··· Provided text ···

Former "Country Legends" logo.

KKLV signed on in 1978 as KABE on 107.1 in Orem, Utah. It ran what would be known as an adult hits format until 1983 when the station was moved to 107.5 and ran a stylized pop format as KUUT from 1983 until 1984. From 1984 to 1992, the station was known as KMGR, when in 1992, the call letters changed to KMXB before becoming KENZ in 1996.

===Adult alternative (1996–2005)===
KENZ first started as "107.5 The End" at midnight on January 1, 1996 with R.E.M.'s "It's the End of the World as We Know It (And I Feel Fine)", and aired an adult album alternative format. Originally owned by The Slaymaker Group (Monarch Broadcasting), the station was sold to Citadel Broadcasting in 1998.

Much of the original staff came from now cross town rival KXRK. Jimmy Chunga, a weekender and producer of The Radio from Hell Show at X96 was hired to lead the morning show. Chunga first did the show solo, then was teamed up for a short time with a female co-host. He was joined by Marcus soon afterward. Andrea was hired away from X96 to work the midday shift. Biff Raff returned to the Salt Lake City market after spending time in Austin, TX and Denver, CO to be the program director. He also did an afternoon on-air shift. Dom Casual was the station's first music director and afternoon drive jock. Barb Thomas worked the night shift. Mister West left X96 as well and brought the "Saturday Night Cold Case" to the station. Pete May left 96.5 The Peak in Denver to join the staff as Production Director, and performed as “Announcerboy” on the morning show, playfully insulting Chunga, Marcus, and Mr. West. Norm Church also left X96 to work on-air, as well as take over marketing responsibilities for the station.

In 1999, "Chunga and Marcus" hosted a contest titled "The Cruise of Dreams," after which Marcus did not return to the show. Shortly after the departure of Marcus, Mister West joined the morning show as Chunga's partner. This was a role reversal of sorts as Chunga had been West's partner on the "Saturday Night Cold Case," a call-in request show during West's weekend shift dating back to their days at X96.

At the end of 2005, Citadel Broadcasting moved the station from the 107.5 MHz frequency to the stronger and farther-reaching 101.9 MHz frequency. Even though they were no longer at the end of the dial, they retained the name.

===Classic country (2005–2010)===
When KENZ moved to 101.9, the station became known as KKAT. KKAT was perhaps best known as "Country Legends 107.5" with the morning show hosted by Country Joe. It played mostly classic country hits. The station was in operation from 2005–2010, before being sold to EMF. The station's former sister stations included KUBL, KENZ, KHTB, KBER, KBEE, KJQS, KFNZ and KKAT.

===Christian (2010–present)===
In late March 2010, KKAT flipped to the contemporary Christian rebroadcast of K-LOVE. The KKAT website advised listeners to tune to the station's sister signal KUBL. The website also thanked listeners and stated the station was under new ownership. In March 2011, the station changed call letters to KKLV, reflecting the new format the station has held since 2010. KKLV and its sister station KNKL effectively cover the entire Wasatch Front with the same programming.

The station now has a booster with 1,000 watts broadcasting from Lewis Peak, north of Park City, Utah.

··· Recorded data ···

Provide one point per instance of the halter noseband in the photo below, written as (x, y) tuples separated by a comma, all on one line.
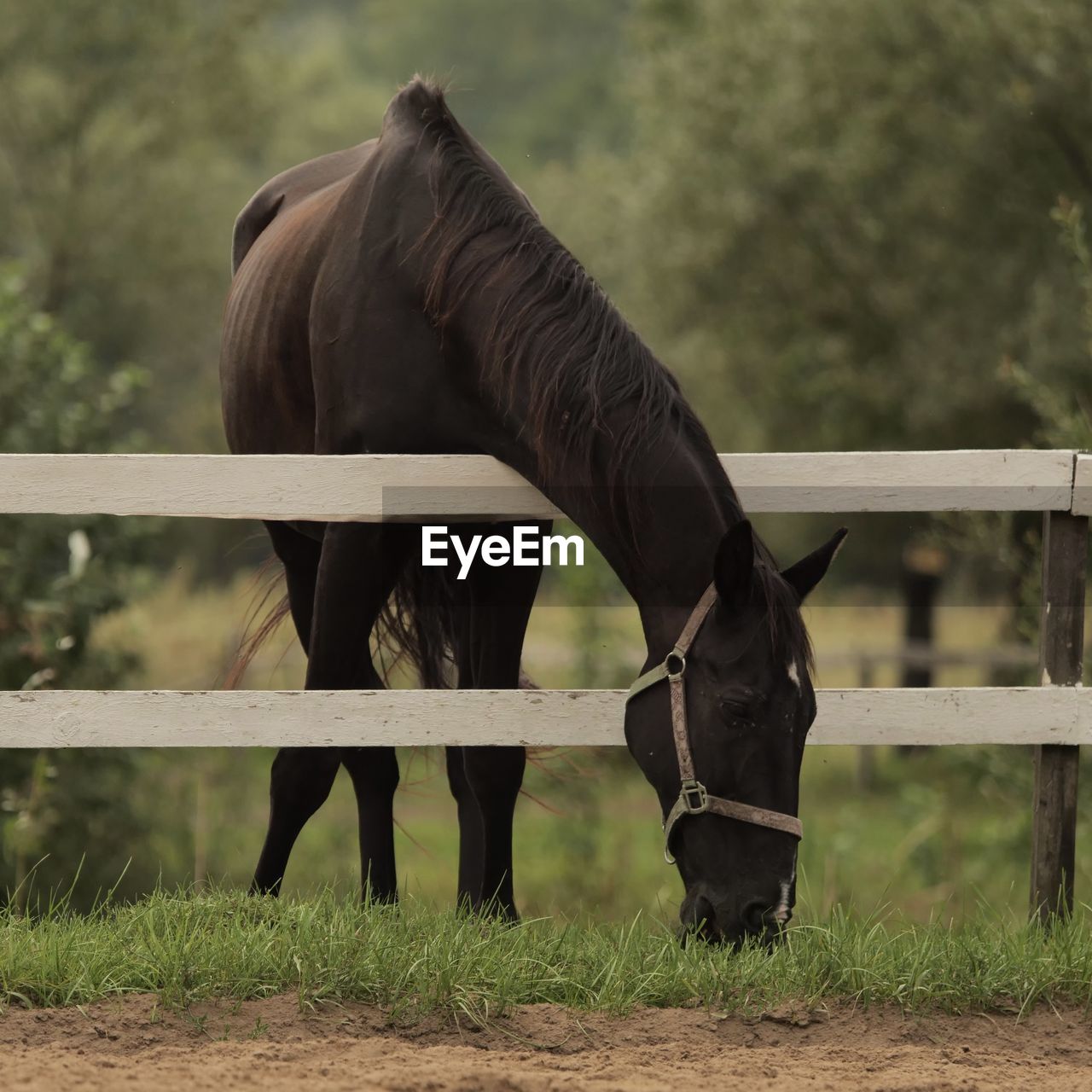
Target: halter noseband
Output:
[(694, 799)]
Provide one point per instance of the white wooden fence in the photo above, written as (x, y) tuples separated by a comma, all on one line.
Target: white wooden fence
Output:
[(1054, 717)]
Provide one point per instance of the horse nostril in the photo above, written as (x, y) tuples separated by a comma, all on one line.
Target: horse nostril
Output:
[(756, 916)]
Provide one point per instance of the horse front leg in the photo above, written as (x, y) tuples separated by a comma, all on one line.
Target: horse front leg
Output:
[(494, 623)]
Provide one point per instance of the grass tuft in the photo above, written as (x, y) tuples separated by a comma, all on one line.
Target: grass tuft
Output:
[(413, 960)]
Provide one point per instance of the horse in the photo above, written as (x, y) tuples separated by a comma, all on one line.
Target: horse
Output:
[(404, 296)]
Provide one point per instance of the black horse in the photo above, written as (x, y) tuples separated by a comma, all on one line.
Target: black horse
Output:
[(403, 296)]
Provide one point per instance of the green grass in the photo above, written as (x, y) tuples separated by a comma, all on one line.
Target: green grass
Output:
[(413, 960)]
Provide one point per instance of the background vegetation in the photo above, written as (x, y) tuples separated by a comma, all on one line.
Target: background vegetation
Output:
[(847, 225)]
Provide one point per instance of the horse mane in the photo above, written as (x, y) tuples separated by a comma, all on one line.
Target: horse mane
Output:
[(556, 338)]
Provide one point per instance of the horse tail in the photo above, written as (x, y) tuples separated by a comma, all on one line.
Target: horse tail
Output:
[(264, 621), (417, 626)]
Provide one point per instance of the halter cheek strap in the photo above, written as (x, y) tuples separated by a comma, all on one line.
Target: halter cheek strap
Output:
[(694, 799)]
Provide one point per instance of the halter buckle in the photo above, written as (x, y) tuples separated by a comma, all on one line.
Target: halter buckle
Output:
[(694, 796)]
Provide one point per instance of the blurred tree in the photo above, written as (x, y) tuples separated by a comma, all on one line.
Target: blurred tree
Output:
[(57, 576), (532, 81), (125, 133), (834, 222), (846, 209)]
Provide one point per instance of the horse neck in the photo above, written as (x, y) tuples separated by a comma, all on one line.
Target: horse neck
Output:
[(682, 494)]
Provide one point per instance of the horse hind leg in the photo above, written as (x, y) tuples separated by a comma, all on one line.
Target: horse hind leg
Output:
[(301, 776), (361, 564)]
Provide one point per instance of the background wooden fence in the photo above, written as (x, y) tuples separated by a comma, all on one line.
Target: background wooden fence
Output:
[(1054, 717)]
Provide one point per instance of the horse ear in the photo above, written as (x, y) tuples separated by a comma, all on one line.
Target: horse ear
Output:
[(734, 566), (808, 572)]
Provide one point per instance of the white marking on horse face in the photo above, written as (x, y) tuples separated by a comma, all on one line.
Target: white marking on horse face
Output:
[(794, 675)]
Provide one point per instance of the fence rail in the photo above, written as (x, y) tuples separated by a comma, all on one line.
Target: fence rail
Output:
[(1055, 717), (370, 488), (937, 716)]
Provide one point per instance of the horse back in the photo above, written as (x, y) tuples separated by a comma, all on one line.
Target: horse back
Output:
[(288, 189)]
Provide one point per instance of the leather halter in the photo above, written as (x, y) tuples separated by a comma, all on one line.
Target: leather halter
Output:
[(694, 799)]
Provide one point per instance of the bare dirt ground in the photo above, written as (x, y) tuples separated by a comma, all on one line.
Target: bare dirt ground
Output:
[(130, 1043)]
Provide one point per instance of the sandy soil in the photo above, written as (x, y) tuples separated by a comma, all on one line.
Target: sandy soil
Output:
[(130, 1044)]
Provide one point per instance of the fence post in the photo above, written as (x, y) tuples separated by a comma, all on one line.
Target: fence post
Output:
[(1061, 653)]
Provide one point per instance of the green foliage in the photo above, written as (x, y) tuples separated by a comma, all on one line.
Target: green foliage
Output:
[(414, 961), (57, 577)]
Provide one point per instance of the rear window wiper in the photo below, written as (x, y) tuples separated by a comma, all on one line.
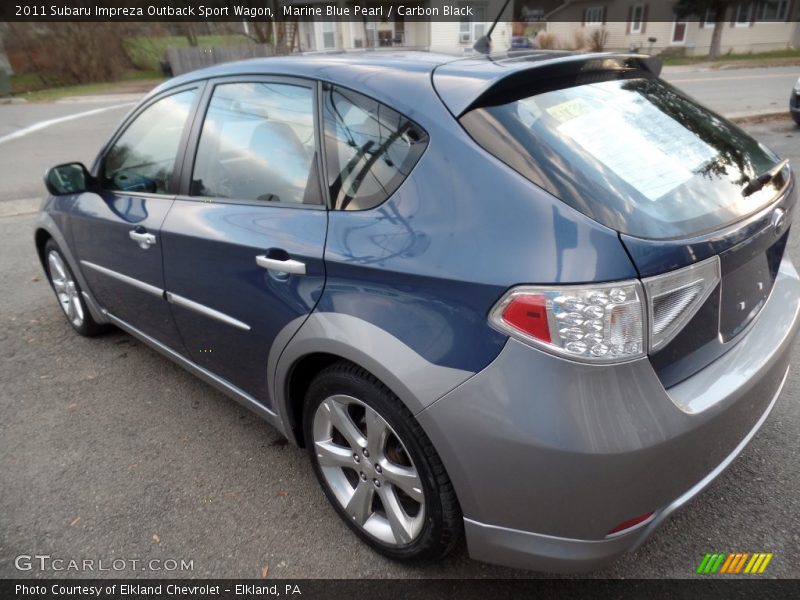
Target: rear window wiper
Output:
[(759, 182)]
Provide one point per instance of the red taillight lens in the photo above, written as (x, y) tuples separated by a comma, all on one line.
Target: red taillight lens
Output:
[(631, 523), (528, 313), (600, 323)]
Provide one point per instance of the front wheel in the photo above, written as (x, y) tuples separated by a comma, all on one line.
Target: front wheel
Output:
[(377, 467), (68, 292)]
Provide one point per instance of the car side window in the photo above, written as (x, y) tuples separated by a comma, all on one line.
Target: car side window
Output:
[(258, 144), (143, 157), (369, 148)]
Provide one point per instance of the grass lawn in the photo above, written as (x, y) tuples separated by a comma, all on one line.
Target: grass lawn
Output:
[(146, 53), (31, 88), (775, 55)]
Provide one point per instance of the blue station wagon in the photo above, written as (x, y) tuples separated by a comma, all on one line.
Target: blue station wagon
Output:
[(536, 299)]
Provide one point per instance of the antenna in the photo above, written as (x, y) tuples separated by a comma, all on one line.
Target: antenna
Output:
[(484, 44)]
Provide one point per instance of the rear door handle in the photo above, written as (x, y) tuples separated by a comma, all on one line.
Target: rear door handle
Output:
[(288, 265), (144, 239)]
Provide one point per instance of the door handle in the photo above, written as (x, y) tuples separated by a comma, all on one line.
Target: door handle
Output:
[(145, 240), (288, 265)]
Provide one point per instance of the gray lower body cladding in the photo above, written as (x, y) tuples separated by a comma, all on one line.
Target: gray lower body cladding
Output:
[(539, 446)]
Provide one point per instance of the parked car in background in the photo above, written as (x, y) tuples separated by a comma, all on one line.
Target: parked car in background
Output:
[(522, 42), (540, 300)]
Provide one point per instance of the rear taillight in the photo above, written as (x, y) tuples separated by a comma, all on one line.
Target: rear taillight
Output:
[(607, 322), (675, 297), (594, 323)]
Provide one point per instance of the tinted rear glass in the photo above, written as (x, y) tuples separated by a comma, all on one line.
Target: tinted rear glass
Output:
[(634, 154)]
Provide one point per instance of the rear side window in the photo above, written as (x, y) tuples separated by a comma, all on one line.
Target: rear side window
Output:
[(370, 149), (257, 144), (143, 158), (633, 153)]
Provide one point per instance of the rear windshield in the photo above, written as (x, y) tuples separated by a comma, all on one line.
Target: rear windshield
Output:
[(633, 153)]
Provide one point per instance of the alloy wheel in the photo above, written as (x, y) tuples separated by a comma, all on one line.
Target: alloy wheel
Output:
[(66, 288), (368, 469)]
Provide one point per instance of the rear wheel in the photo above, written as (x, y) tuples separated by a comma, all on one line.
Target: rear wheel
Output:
[(377, 467), (68, 292)]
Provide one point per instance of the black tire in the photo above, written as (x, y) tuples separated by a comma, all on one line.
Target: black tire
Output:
[(86, 325), (441, 521)]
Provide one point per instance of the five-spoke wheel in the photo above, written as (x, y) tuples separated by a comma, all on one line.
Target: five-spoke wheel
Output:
[(68, 291), (377, 466)]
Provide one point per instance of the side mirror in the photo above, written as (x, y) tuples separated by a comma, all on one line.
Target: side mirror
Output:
[(70, 178)]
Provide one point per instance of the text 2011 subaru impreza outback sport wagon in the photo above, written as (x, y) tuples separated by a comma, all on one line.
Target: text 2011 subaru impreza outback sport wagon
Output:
[(537, 299)]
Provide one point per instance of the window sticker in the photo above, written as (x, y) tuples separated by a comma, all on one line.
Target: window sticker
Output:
[(648, 149)]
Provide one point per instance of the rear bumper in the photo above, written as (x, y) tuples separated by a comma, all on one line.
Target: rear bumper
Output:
[(548, 456)]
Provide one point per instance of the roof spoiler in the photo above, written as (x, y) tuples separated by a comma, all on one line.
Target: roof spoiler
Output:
[(465, 83)]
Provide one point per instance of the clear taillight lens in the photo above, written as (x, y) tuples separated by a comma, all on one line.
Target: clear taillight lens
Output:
[(675, 297), (594, 323)]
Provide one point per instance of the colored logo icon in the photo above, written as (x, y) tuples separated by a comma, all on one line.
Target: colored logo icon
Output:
[(734, 563)]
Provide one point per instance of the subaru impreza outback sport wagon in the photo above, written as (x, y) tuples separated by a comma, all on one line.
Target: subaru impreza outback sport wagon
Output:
[(537, 299)]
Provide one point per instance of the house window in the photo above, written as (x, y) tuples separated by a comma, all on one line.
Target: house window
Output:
[(637, 17), (328, 34), (594, 16), (470, 30), (774, 11), (744, 14)]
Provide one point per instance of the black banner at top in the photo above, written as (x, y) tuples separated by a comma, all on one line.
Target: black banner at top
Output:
[(520, 11)]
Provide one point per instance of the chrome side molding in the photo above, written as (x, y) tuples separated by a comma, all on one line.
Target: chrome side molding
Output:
[(210, 378), (202, 309), (145, 287)]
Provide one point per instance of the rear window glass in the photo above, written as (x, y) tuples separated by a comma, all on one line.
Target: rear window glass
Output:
[(370, 149), (634, 154)]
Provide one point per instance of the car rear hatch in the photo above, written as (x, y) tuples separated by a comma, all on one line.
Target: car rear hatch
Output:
[(678, 182)]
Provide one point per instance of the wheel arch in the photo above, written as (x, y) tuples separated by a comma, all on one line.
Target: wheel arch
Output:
[(46, 229), (325, 338)]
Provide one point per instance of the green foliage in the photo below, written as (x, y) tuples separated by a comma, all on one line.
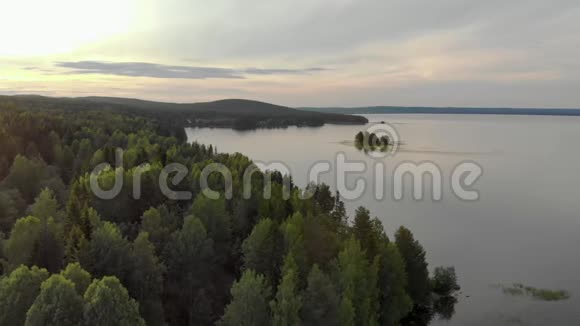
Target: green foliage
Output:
[(146, 280), (80, 278), (45, 205), (444, 281), (394, 301), (174, 262), (249, 305), (26, 175), (19, 248), (108, 303), (107, 253), (321, 300), (413, 254), (287, 303), (11, 206), (17, 293), (369, 232), (358, 281), (262, 250), (212, 213), (188, 256), (58, 304)]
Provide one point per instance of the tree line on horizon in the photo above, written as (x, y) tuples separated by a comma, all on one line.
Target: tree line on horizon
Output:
[(71, 258)]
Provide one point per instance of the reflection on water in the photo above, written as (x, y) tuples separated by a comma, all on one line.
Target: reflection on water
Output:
[(523, 229)]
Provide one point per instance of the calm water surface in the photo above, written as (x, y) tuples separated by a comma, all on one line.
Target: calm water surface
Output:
[(525, 227)]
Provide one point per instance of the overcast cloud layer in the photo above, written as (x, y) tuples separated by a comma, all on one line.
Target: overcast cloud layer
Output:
[(518, 53)]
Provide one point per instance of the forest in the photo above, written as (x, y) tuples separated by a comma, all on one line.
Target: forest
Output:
[(71, 258)]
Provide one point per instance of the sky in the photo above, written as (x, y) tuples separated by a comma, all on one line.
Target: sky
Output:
[(493, 53)]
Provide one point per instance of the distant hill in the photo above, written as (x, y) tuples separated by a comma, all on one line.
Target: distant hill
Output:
[(231, 113), (441, 110)]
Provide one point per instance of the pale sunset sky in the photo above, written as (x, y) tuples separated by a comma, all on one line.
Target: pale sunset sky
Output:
[(494, 53)]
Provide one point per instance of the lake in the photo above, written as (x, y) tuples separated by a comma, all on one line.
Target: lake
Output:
[(524, 228)]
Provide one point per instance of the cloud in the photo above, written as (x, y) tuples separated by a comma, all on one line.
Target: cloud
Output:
[(144, 69)]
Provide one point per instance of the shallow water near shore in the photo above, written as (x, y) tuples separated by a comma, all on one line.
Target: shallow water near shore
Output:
[(523, 229)]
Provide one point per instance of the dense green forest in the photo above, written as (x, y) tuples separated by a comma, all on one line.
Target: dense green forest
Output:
[(237, 114), (70, 258)]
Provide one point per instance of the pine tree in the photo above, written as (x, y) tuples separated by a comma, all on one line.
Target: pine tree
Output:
[(57, 304), (321, 301), (17, 293), (288, 301), (108, 303), (249, 305)]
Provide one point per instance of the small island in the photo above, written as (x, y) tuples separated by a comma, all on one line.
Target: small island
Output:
[(371, 142)]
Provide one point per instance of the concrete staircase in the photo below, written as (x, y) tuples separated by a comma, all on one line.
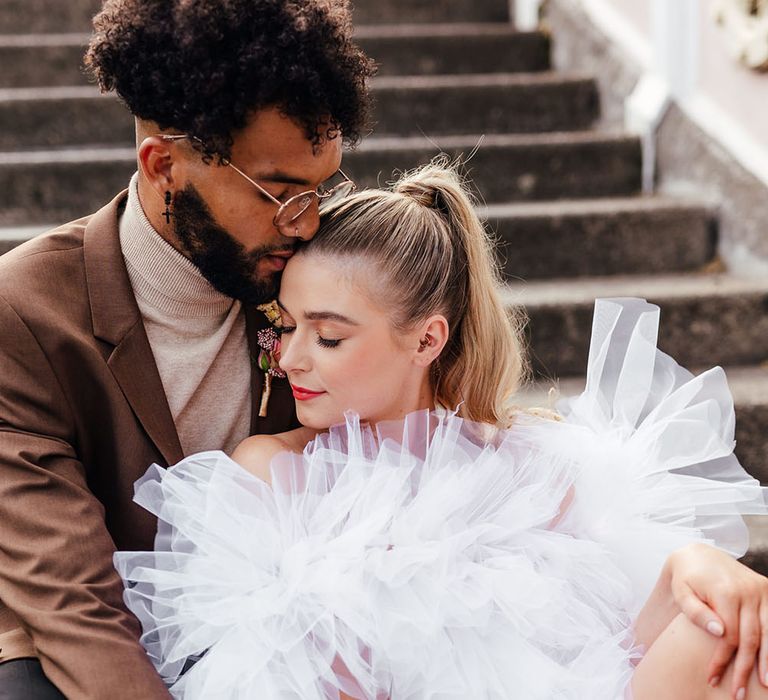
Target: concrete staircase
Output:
[(563, 197)]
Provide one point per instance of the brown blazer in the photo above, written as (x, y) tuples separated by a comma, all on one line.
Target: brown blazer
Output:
[(82, 416)]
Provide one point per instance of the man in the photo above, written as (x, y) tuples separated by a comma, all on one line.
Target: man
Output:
[(130, 336)]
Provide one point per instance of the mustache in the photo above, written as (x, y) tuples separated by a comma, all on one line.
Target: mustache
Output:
[(258, 254)]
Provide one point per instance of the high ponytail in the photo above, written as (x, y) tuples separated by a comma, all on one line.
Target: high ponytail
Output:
[(433, 255)]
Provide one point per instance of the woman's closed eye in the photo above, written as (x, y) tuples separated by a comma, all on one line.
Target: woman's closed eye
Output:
[(328, 342)]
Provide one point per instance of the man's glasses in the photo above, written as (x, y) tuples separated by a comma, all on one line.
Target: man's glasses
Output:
[(289, 213)]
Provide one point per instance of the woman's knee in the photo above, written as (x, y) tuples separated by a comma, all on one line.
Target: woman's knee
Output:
[(676, 664)]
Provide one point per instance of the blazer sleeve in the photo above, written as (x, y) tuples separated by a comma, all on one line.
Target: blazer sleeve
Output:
[(56, 571)]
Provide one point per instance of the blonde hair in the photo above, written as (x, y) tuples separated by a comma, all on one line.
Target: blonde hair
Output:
[(432, 255)]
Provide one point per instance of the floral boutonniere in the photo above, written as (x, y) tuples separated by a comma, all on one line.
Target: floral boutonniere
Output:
[(268, 340)]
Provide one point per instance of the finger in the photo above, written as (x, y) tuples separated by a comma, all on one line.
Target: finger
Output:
[(698, 612), (718, 663), (763, 655), (749, 644)]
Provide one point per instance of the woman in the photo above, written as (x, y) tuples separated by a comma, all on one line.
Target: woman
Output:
[(426, 553)]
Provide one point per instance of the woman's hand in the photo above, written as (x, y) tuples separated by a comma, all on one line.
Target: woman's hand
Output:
[(728, 600)]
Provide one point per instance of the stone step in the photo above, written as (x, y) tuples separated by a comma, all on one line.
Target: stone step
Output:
[(441, 49), (42, 60), (749, 386), (506, 168), (46, 17), (51, 117), (707, 319), (757, 556), (487, 103), (429, 11), (47, 60), (59, 185), (617, 236)]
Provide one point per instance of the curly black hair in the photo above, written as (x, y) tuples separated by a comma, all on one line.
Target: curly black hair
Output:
[(202, 66)]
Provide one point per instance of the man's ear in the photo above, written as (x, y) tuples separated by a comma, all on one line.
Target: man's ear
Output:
[(159, 166), (431, 339)]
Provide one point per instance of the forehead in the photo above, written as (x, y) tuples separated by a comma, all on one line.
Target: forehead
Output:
[(273, 142), (320, 283)]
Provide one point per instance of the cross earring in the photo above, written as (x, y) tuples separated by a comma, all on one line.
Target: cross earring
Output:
[(168, 213)]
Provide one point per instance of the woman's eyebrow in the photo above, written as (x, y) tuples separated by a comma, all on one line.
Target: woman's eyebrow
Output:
[(329, 316)]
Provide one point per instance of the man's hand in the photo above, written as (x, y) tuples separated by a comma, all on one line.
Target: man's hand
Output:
[(729, 601)]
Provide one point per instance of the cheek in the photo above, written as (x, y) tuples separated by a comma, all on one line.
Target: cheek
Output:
[(369, 377), (247, 220)]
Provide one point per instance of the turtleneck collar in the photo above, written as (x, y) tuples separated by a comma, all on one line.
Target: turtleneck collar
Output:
[(160, 275)]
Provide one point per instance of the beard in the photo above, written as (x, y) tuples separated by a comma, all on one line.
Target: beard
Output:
[(222, 260)]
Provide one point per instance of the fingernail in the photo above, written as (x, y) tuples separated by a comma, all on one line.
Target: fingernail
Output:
[(714, 627)]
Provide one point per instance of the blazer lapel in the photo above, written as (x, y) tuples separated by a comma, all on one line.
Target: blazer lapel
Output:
[(117, 321)]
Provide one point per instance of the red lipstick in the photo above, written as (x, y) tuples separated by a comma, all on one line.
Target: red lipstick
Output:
[(302, 394)]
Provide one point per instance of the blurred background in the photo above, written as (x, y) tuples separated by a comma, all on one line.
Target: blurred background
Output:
[(620, 148)]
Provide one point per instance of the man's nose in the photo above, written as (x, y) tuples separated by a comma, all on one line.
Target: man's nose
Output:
[(307, 224)]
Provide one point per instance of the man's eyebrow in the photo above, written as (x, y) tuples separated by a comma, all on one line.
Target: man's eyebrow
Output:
[(281, 177)]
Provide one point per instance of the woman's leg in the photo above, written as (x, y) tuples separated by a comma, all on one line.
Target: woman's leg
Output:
[(675, 668)]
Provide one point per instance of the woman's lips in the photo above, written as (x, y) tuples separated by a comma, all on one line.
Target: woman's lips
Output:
[(302, 394)]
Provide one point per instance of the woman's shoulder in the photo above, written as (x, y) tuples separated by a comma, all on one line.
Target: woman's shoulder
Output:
[(256, 452)]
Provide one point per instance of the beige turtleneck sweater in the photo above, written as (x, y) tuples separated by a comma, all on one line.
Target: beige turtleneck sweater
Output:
[(196, 333)]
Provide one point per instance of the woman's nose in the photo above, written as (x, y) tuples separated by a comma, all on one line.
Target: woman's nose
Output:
[(291, 356)]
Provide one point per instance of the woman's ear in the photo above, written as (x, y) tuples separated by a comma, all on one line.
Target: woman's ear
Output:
[(431, 338)]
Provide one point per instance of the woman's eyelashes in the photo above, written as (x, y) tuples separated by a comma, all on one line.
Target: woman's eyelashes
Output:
[(328, 342)]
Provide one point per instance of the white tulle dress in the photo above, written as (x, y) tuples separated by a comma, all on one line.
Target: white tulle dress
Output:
[(436, 558)]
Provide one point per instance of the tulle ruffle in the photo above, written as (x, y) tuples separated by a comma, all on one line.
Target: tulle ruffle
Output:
[(435, 558)]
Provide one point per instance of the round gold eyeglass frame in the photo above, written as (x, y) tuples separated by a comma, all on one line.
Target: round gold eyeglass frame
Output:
[(289, 212)]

···

> _Exercises to complete_
[A] Print the portion of the KKLV station history between "At the end of 2005, Citadel" and "retained the name.", inclusive.
[B] According to the KKLV station history, why was Mister West's joining the morning show as Chunga's partner a role reversal of sorts? Answer in one to three sentences.
[C] Answer these questions from the KKLV station history:
(i) Which song opened "107.5 The End" at midnight on January 1, 1996?
(ii) To whom was the classic country station sold after operating from 2005 to 2010?
(iii) From where does the station's 1,000-watt booster broadcast?
Respond using only the information in the text about the station.

> _Answers to the problems_
[A]
At the end of 2005, Citadel Broadcasting moved the station from the 107.5 MHz frequency to the stronger and farther-reaching 101.9 MHz frequency. Even though they were no longer at the end of the dial, they retained the name.

[B] Chunga had earlier been West's partner on the "Saturday Night Cold Case," a call-in request show during West's weekend shift that dated back to their days at X96. On the morning show, West instead became Chunga's partner.

[C]
(i) R.E.M.'s "It's the End of the World as We Know It (And I Feel Fine)"
(ii) EMF
(iii) Lewis Peak, north of Park City, Utah